# Tarefa proposta A:
Transcreva sem alterações, nas linhas de dados, o trecho que vai da linha com "Where can the utility" até a linha com "<point>865,42</point>", incluindo ambas.

# Texto selecionado:

════════════════

Apenas 3 presidenciáveis preveem redução de agrotóxicos

Cida de Oliveira, RBA

Demanda da sociedade brasileira, a redução gradativa do uso de agrotóxicos até o seu banimento no país está fora dos planos da maioria dos candidatos à Presidência da República.

Dos 13 presidenciáveis, Fernando Haddad (PT), Guilherme Boulos (PSol) e Marina Silva (Rede) pretendem adotar medidas nesse sentido. Já Ciro Gomes (PDT) propõe a utilização de “defensivos agrícolas específicos para as nossas culturas e problemas, de menor conteúdo tóxico para pessoas e o meio ambiente, e incentivo à adoção de sistemas de controle alternativos na agricultura, prática essa que se constitui em uma tendência mundial”.

Os demais sequer têm o termo agrotóxico ou similares em seus programas registrados no Tribunal Superior Eleitoral (TSE). Segundo especialistas, não existem agrotóxicos menos tóxicos. Todos são nocivos à saúde e ao meio ambiente.

O fato de o Brasil liderar o ranking mundial do consumo de herbicidas, fungicidas e inseticidas nas lavouras – o equivalente a 6,1 quilos de venenos por hectare plantado, mais que o dobro dos 2,6 quilos consumidos nos Estados Unidos –, e de que muitos dos que são usados aqui são causadores de câncer e malformações fetais, entre outros problemas graves, daí a proibição em outros países, é levado em conta por alguns dos candidatos.

Para mudar a situação, Haddad pretende instituir um programa de redução de agrotóxicos, com medidas específicas e imediatas, entre as quais destacam-se o estímulo aos biopesticidas e a atualização da legislação nacional às recentes recomendações do Fundo das Nações Unidas para Alimentação e Agricultura (FAO), que são mais restritivas.

O programa fala ainda em rever os incentivos fiscais e tributários existentes para os insumos químicos proibidos em outras partes do mundo, em fortalecer a avaliação e a fiscalização periódica, pela Anvisa, dos agrotóxicos autorizados no país, e em banir também os produtos que já estão proibidos nos países que são parceiros comerciais do Brasil.

════════════════

# Tarefa proposta B:
Prossiga a reportagem sobre as propostas dos presidenciáveis para os agrotóxicos a partir do ponto em que ela termina.

════════════════

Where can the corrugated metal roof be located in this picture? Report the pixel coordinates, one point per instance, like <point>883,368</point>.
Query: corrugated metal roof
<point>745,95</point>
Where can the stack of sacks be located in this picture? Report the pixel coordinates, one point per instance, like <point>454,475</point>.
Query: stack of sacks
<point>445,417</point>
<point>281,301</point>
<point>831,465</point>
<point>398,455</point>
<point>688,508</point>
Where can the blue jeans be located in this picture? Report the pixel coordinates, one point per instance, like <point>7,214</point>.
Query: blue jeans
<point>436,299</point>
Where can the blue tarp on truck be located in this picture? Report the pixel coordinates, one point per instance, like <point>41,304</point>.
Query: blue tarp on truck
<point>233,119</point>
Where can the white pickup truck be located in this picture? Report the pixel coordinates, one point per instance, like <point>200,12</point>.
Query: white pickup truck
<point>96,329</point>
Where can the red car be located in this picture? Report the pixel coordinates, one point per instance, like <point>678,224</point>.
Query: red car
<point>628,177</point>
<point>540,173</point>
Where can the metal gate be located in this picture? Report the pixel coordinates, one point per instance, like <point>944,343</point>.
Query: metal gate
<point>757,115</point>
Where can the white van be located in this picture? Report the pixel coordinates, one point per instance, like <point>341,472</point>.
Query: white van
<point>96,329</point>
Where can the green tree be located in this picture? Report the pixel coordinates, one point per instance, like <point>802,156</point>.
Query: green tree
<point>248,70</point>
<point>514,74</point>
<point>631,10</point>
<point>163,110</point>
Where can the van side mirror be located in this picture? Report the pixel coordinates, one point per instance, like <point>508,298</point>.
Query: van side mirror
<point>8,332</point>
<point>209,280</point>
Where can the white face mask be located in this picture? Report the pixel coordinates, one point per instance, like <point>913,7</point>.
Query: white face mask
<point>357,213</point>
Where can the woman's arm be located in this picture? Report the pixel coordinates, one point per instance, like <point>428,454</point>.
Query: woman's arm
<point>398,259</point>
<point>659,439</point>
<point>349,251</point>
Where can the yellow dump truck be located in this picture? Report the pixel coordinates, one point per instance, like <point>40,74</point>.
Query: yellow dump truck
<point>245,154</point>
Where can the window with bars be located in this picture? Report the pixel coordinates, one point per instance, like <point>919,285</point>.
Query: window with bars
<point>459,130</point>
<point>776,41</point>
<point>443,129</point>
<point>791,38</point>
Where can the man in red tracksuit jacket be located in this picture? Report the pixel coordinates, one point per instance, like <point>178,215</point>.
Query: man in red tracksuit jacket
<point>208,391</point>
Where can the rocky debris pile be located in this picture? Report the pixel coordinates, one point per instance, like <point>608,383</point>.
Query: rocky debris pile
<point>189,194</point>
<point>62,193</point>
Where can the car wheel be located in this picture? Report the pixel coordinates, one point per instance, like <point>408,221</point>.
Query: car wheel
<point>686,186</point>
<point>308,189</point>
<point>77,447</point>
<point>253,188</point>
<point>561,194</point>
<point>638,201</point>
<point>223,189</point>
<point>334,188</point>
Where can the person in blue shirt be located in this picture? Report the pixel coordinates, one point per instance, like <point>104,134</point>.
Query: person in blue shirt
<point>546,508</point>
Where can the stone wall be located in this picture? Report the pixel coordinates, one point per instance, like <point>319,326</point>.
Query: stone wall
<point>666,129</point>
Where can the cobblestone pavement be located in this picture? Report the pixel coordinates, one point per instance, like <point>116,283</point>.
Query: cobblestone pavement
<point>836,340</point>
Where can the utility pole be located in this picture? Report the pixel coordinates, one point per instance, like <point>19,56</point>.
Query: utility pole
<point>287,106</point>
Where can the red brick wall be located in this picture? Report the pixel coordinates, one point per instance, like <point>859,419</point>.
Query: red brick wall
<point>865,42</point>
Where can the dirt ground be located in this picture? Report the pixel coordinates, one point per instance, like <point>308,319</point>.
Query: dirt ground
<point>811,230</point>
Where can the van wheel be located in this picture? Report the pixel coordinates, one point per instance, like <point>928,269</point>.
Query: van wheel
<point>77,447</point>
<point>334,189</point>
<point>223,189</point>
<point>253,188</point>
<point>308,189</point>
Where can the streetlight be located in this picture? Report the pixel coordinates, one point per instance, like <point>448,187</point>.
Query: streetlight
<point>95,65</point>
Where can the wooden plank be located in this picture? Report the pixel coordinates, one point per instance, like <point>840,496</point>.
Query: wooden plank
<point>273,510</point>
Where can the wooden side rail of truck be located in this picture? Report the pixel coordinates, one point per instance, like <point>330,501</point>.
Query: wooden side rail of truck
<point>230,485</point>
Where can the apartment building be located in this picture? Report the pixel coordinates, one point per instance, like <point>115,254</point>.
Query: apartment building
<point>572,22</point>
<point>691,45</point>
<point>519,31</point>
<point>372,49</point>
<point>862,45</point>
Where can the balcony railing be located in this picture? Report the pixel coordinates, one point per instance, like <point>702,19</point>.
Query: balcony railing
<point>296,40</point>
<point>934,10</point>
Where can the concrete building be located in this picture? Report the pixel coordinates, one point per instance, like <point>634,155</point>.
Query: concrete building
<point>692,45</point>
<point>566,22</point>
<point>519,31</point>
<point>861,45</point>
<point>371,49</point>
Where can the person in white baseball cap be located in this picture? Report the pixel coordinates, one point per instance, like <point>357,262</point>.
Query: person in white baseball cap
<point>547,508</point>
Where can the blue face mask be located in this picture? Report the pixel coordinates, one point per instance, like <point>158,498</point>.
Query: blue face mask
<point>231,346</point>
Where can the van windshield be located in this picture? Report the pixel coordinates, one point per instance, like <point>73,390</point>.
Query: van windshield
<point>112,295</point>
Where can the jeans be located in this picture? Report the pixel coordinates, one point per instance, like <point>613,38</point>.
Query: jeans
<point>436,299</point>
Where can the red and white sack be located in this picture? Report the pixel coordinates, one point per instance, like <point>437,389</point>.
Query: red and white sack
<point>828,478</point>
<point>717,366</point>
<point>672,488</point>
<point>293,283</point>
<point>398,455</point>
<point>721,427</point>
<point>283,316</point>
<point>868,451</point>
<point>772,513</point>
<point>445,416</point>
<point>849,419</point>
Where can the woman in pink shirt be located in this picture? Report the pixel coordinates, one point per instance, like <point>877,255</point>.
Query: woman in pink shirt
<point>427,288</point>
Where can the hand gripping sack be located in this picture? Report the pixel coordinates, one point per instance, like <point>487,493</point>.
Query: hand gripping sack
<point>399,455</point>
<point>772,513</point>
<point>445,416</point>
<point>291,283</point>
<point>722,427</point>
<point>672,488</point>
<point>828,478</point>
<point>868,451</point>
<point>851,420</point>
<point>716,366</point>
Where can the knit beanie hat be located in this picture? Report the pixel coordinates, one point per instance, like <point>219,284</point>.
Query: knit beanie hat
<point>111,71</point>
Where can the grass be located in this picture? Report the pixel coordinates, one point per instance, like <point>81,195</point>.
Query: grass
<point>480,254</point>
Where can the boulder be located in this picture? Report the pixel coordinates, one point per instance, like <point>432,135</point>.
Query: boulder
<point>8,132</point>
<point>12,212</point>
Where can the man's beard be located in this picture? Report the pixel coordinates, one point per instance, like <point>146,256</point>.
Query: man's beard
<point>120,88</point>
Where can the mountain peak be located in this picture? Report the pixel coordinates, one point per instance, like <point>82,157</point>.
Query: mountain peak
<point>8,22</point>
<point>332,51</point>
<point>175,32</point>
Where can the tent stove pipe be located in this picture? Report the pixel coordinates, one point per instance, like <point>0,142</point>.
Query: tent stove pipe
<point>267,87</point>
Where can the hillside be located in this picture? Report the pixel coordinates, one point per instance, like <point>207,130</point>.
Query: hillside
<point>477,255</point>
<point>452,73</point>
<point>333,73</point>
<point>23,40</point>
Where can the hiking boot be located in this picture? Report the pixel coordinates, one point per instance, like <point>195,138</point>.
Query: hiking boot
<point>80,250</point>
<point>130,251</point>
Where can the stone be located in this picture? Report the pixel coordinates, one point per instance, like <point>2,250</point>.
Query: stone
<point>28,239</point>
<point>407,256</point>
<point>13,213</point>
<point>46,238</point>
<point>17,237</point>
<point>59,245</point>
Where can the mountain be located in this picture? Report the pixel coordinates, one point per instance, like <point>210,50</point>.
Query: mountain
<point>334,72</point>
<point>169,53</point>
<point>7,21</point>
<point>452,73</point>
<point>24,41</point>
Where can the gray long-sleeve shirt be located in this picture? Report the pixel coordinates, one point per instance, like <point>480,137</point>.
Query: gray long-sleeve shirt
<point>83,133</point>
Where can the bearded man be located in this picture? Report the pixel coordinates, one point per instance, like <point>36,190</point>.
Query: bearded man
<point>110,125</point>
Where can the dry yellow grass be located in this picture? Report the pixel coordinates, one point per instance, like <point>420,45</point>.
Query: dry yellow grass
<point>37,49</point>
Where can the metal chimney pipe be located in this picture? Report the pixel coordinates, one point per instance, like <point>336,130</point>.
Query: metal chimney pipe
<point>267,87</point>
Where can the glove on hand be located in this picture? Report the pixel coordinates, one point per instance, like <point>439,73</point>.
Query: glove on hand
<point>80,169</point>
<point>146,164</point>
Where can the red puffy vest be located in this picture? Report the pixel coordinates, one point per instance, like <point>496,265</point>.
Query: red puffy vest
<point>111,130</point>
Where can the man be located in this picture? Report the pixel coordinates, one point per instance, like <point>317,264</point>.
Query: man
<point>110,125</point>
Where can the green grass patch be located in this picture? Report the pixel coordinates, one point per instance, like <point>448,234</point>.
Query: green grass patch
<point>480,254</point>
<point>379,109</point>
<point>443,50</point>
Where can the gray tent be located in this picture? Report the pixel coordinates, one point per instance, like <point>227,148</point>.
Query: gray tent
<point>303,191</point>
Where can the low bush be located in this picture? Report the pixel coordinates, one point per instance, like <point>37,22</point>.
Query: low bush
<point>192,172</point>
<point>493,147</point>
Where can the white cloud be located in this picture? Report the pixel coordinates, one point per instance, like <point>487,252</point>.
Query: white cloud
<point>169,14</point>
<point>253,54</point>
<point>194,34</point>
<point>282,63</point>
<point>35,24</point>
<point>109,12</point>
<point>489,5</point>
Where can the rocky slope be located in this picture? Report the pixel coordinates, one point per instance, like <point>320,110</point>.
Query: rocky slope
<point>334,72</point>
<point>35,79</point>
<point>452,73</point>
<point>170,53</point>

════════════════

# Resposta da tarefa A:
Where can the utility pole be located in this picture? Report the pixel coordinates, one point per instance, like <point>19,56</point>.
Query: utility pole
<point>287,106</point>
Where can the red brick wall be located in this picture? Report the pixel coordinates, one point per instance, like <point>859,419</point>.
Query: red brick wall
<point>865,42</point>

# Resposta da tarefa B:
O compromisso ainda inclui a retomada e ampliação da política nacional de segurança alimentar e nutricional, articulada com a promoção da agricultura familiar em bases agroecológicas. Ou seja, produzir alimentos livres de transgênicos, agrotóxicos e outros agroquímicos em uma perspectiva ambiental, social, cultural e economicamente sustentável, próximo ao mercado consumidor.

A ideia é baratear o custo para que toda a população tenha acesso a uma alimentação mais saudável, assim como aqueles que podem pagar mais pelos orgânicos hoje restritos às poucas feiras e supermercados, a preços mais altos.

Transição

O candidato do Psol, Guilherme Boulos, propõe a transição do atual modelo de produção agrícola, baseada no uso de agroquímicos, para a agroecologia. E também o controle sobre a avanço das lavouras transgênicas, que já dominam o cultivo de soja, milho e algodão no Brasil em extensas áreas de monocultivo.

Para isso, defende a luta contra o processo de “oligopolização da agricultura“, em que as empresas Syngenta, Bayer, Basf, Monsanto e Dupont “definem o que comemos“, já que controlam 60% do mercado mundial de sementes e de agrotóxicos no mundo, com sérias consequências ao meio ambiente.

O programa fala também em revogar todas as medidas tomadas pelos governos anteriores, que autorizam ou facilitam a utilização de agrotóxicos e em debater com a sociedade a construção de uma base para o rigoroso controle e regulação do setor, que fez do Brasil o maior consumidor mundial de herbicidas, inseticidas e fungicidas, entre outros.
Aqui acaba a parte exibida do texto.